* REQUEST *
Everything from the line that contains "Exercise. Point out the rear side" through the final line of the records should be written out exactly, and nothing outside that span.

%%

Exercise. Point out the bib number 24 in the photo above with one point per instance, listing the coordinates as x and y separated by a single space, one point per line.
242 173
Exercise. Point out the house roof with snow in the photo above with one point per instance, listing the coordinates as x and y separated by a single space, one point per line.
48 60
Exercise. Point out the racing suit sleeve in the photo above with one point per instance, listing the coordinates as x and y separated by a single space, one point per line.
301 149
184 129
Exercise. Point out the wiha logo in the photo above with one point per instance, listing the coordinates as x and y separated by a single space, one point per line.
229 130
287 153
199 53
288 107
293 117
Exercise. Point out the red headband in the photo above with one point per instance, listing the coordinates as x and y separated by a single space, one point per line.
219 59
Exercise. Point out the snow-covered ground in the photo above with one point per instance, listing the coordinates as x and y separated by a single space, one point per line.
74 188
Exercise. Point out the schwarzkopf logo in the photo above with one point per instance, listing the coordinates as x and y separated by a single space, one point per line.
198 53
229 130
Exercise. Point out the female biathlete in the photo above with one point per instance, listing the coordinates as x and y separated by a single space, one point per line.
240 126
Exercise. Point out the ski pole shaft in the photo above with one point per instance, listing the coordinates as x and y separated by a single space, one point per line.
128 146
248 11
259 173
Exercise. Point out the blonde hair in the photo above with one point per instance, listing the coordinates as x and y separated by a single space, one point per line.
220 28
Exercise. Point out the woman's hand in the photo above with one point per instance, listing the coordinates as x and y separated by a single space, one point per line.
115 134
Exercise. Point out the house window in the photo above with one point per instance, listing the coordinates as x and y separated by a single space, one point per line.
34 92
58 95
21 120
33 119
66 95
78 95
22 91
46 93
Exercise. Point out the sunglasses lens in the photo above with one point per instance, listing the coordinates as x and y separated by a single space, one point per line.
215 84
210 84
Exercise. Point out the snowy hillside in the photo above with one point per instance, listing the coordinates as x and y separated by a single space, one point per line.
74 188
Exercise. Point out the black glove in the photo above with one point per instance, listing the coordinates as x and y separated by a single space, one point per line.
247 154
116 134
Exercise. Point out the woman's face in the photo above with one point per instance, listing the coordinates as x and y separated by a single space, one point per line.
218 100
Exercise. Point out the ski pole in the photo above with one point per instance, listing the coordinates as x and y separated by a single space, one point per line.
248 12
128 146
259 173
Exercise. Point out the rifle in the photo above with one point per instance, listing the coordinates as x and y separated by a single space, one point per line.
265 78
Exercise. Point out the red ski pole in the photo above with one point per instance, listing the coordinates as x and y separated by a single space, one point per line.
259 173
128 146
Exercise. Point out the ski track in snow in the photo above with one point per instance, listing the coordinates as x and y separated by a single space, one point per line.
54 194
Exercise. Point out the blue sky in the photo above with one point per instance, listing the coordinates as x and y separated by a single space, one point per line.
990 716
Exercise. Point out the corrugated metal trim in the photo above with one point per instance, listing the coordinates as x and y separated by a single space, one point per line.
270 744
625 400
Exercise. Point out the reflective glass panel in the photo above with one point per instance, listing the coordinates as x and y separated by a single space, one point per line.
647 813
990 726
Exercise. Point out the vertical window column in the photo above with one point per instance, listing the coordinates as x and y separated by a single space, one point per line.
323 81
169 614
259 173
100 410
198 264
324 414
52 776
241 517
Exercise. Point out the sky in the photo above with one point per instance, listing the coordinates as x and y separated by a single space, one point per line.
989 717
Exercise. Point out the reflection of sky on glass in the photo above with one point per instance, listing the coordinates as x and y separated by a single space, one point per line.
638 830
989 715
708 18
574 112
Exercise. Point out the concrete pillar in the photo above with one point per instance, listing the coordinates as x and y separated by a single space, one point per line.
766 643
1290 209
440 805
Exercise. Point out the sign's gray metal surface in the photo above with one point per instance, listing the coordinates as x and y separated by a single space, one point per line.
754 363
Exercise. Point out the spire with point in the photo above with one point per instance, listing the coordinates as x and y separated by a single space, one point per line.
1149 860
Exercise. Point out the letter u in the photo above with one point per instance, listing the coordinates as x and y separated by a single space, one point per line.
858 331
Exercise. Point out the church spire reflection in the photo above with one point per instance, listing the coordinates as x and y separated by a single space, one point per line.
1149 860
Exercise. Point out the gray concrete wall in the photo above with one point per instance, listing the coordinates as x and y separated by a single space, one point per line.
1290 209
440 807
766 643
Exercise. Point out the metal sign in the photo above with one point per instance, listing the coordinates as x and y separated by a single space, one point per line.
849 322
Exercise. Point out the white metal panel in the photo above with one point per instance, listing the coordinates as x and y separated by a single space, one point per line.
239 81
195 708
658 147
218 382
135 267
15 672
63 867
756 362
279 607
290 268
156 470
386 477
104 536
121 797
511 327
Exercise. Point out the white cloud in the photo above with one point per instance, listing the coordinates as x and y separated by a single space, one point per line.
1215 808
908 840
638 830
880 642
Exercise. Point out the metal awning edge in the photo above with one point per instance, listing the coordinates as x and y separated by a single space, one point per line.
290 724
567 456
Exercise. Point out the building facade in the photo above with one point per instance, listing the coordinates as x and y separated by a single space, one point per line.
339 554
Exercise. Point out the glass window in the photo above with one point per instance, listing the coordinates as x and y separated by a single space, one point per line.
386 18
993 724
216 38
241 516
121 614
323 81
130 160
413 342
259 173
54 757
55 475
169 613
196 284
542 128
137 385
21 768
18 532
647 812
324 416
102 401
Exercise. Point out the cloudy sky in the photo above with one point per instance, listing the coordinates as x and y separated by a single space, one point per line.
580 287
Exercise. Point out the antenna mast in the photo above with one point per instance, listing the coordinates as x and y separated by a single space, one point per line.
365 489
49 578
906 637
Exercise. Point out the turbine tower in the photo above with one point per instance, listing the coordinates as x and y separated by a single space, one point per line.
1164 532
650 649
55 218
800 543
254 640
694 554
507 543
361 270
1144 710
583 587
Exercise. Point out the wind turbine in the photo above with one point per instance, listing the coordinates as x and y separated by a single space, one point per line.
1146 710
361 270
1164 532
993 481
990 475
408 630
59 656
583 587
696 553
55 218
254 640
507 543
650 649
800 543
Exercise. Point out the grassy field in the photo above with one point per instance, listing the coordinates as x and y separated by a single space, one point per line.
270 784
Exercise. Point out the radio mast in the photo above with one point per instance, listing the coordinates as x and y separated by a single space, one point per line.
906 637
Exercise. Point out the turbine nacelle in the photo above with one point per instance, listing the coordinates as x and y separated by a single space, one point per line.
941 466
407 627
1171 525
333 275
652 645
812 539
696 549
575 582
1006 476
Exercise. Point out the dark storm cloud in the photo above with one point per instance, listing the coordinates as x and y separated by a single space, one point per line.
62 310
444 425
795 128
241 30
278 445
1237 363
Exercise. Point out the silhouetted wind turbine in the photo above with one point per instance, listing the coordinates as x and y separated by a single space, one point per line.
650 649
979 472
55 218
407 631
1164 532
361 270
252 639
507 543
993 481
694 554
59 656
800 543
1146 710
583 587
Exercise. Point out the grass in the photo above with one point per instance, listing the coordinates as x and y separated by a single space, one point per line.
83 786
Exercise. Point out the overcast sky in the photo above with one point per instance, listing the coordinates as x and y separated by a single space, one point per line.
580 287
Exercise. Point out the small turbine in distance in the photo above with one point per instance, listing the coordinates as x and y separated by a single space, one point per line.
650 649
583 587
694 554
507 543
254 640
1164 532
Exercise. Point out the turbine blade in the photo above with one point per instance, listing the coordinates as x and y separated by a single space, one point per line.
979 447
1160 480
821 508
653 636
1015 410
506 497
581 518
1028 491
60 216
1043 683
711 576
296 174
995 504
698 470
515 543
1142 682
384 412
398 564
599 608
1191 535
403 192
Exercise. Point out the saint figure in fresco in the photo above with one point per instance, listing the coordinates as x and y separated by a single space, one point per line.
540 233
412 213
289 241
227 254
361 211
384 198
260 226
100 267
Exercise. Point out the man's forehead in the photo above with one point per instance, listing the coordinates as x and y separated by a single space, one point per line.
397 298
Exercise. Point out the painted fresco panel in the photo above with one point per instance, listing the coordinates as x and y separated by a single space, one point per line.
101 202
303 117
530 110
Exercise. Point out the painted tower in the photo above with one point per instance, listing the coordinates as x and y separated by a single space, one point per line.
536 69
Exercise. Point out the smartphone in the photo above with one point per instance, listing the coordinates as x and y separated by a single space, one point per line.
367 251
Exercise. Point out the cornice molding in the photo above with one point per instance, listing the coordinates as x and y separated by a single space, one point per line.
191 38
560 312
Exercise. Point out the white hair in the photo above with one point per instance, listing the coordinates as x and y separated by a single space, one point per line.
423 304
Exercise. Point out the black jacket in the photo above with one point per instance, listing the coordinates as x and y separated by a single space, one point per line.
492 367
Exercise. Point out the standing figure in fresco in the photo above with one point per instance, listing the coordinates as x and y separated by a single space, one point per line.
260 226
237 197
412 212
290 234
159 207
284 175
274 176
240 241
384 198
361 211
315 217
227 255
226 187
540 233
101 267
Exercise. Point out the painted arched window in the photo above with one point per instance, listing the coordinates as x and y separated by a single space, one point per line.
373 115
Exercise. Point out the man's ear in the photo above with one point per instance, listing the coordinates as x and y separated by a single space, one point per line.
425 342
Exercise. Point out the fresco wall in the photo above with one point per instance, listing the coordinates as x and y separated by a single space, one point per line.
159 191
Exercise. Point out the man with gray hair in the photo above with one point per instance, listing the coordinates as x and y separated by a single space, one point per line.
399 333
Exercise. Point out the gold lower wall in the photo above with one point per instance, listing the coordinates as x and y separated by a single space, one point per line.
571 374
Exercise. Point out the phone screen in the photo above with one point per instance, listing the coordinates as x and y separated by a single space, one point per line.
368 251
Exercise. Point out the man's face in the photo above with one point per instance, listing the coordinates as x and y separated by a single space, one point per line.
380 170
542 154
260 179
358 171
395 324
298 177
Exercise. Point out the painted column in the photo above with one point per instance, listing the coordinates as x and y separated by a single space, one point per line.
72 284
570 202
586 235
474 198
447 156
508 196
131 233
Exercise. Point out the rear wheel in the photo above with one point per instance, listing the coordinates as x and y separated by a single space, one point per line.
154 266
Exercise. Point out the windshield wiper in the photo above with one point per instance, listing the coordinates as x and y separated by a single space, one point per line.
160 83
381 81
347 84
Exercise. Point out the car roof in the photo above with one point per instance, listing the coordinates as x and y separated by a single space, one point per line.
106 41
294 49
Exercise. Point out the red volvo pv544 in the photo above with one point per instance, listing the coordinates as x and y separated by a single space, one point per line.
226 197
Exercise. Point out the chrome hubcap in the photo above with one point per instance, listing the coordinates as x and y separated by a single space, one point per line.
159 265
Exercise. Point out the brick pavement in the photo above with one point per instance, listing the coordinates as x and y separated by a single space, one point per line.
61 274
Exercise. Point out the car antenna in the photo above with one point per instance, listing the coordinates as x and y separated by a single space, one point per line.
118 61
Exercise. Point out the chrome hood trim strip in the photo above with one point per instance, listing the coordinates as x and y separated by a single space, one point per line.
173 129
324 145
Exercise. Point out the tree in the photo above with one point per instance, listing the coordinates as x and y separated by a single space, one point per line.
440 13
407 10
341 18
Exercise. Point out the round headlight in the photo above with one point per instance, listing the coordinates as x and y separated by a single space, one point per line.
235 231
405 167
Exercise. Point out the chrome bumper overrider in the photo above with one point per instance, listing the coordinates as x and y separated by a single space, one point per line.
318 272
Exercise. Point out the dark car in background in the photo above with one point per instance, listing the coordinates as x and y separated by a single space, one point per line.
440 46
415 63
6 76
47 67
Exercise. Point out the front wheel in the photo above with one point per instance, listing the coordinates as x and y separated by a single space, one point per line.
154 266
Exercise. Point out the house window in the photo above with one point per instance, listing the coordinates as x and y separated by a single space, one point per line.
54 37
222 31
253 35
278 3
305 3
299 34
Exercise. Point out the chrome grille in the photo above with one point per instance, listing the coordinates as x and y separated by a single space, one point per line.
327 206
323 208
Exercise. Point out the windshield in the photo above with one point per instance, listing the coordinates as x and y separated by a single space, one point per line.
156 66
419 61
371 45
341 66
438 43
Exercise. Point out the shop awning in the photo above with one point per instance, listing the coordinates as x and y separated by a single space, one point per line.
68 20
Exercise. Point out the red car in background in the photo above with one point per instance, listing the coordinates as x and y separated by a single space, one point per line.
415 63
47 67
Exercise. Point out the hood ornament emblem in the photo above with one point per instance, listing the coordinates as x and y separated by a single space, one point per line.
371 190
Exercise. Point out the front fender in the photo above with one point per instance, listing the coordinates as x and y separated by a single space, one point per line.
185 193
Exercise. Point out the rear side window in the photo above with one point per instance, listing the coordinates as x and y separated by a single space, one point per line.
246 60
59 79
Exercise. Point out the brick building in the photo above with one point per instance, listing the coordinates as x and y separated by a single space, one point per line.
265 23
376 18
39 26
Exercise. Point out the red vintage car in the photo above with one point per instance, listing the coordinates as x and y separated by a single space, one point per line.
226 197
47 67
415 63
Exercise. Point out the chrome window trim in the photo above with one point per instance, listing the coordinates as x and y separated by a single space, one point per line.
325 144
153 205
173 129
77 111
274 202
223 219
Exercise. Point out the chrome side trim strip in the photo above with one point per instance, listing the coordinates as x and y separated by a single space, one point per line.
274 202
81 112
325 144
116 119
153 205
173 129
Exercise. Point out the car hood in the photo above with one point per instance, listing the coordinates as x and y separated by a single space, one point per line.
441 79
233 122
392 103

%%

* RESULT FOR THIS EXERCISE *
Exercise. Point out the rear side window in the photo above with one point per instance, listing the coordinates as x and y separated by a single space, one point per line.
246 60
59 79
Exercise. Point out the brick building in the photo above with one point per instance, listing the coordinates as x and y separated by a single space, one point per line.
265 23
376 18
39 26
Exercise. Point out the red vintage car in the photo above with one point per instance, listing the coordinates as x and y separated by a single space, one point per line.
226 197
47 67
415 63
Exercise. Point out the chrome window trim in the photo above with one point per instance, listing the coordinates as x and y separated by a single space, one point per line.
325 144
153 205
173 129
77 111
274 202
223 219
Exercise. Point out the chrome side trim strip in the photo above with one point per instance, listing the coordinates as x and y separated by a single space, one point per line.
274 202
81 112
325 144
116 119
153 205
173 129
Exercise. Point out the car hood in the photo above with one point per instance, listing the coordinates as x and y separated by a single space, one point per line.
441 79
233 122
392 103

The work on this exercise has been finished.